Goals
[1] Update the Mendoza travel diary by writing it out again, starting with "My penultimate week" and going on through "tasting session :)", with "restaurants" changed to "cafés".
[2] According to the Mendoza travel diary, why had Jose stopped working for Work the World?
[3] Pick up the Mendoza travel diary after its final sentence and keep writing.

Document text
My penultimate week in Mendoza was a busy one - I had another new housemate, a British girl called Cristina arrived on Monday. She lives in Australia and has just finished her finals. She speaks perfect Spanish as her mum is from Spain, which has been very useful! We tried lots of new restaurants in the city for lunches and dinners, and bonded over an extensive wine tasting session :)
On Saturday we all went for lunch in Lujan with Jose. It was nice to catch up with her as she had stopped working for Work the World due to upcoming exams. After, I went to get a haircut and managed to correctly ask for the style I wanted. I was worried that I would end up with one of the mullets that seem to be so beloved by the Mendocino men >_<
On Saturday evening we decided to go out for a few drinks. Nat had invited us to her parent's house in Lujan, but we thought it would be better to stay local as Cristina and I had a day of trekking planned for Sunday. After a giant bottle of beer and several cocktails, we managed to convince ourselves it would be fine to go dancing despite our early start the next day…
…which turned out to be completely wrong! Sunday morning came far too early. As far as I remember, I think we finally got to be at 4.30am and had to get up at 7.30am to go hiking. The worst part was that despite being told we would be picked up at 8.30, we could have had an extra hour in bed because the guide arrived an hour late.
After a horribly cramped, very hot (we couldn't wind down the windows) and slightly nauseous car journey, we arrived in Cordon del Plata. I realised that I had stupidly forgotten to put the memory card in my camera, and so was forced to use my iPhone to take photos. The scenery quickly lifted my mood however, and at the start of the hike was a spring whose water splashed on my face helped me feel a little more alive.

Supplied material
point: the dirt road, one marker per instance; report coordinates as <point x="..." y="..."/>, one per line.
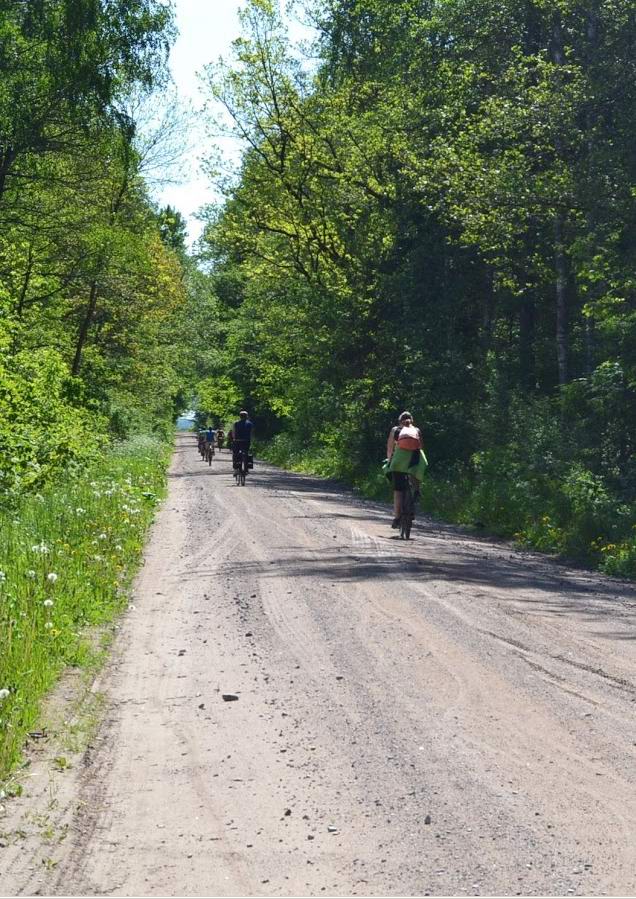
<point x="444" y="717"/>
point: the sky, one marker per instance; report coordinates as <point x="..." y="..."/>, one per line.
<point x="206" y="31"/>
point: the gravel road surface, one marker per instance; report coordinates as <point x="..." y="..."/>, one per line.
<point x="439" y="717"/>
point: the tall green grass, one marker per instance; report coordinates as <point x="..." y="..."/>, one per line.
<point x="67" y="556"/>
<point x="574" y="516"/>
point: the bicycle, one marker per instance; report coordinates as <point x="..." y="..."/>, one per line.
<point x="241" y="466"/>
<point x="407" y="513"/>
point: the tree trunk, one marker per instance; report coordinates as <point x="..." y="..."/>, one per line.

* * *

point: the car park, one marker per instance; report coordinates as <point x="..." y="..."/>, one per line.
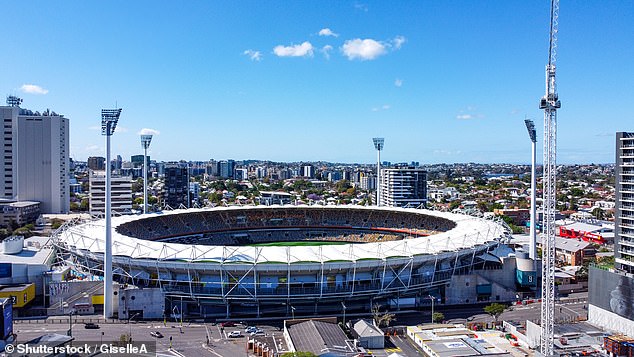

Per-task outputs
[1]
My penultimate week in Mendoza was a busy one - I had another new housemate, a British girl called Cristina arrived on Monday. She lives in Australia and has just finished her finals. She speaks perfect Spanish as her mum is from Spain, which has been very useful! We tried lots of new cafés in the city for lunches and dinners, and bonded over an extensive wine tasting session :)

[2] She stopped because of upcoming exams.

[3]
Our task was to climb Cerro Arenales. We began at a height of 2.500m and the summit was at 3,500m. My hung over body definitely felt the initial part of the journey, though we managed a good pace, and I actually started to fell much better quite quickly. I imagine I was sweating out most of the alcohol by-products from my body!
Our guide, Humberto, was pretty cool, and he was really into the local environment. He used to live in a refuge in the mountains that got destroyed last winter and was planning to build a new house there that was carbon-neutral ecologically friendly. He also told us lots about the indigenous populations in the local area and about the local wildlife.
The scenery was beautiful, and even though we passed a couple of other groups, for most of the climb we were alone. When we stopped to drink water and rest it was so silent and peaceful - I could understand why Humberto liked being here so much.
The final part of the ascent was pretty steep and by this point I was getting tired and ready for lunch, but managed to reach the top. The view from the summit was amazing, and we decided that it was definitely worth the climb. The experience was made even better as some condors flew past very close to us.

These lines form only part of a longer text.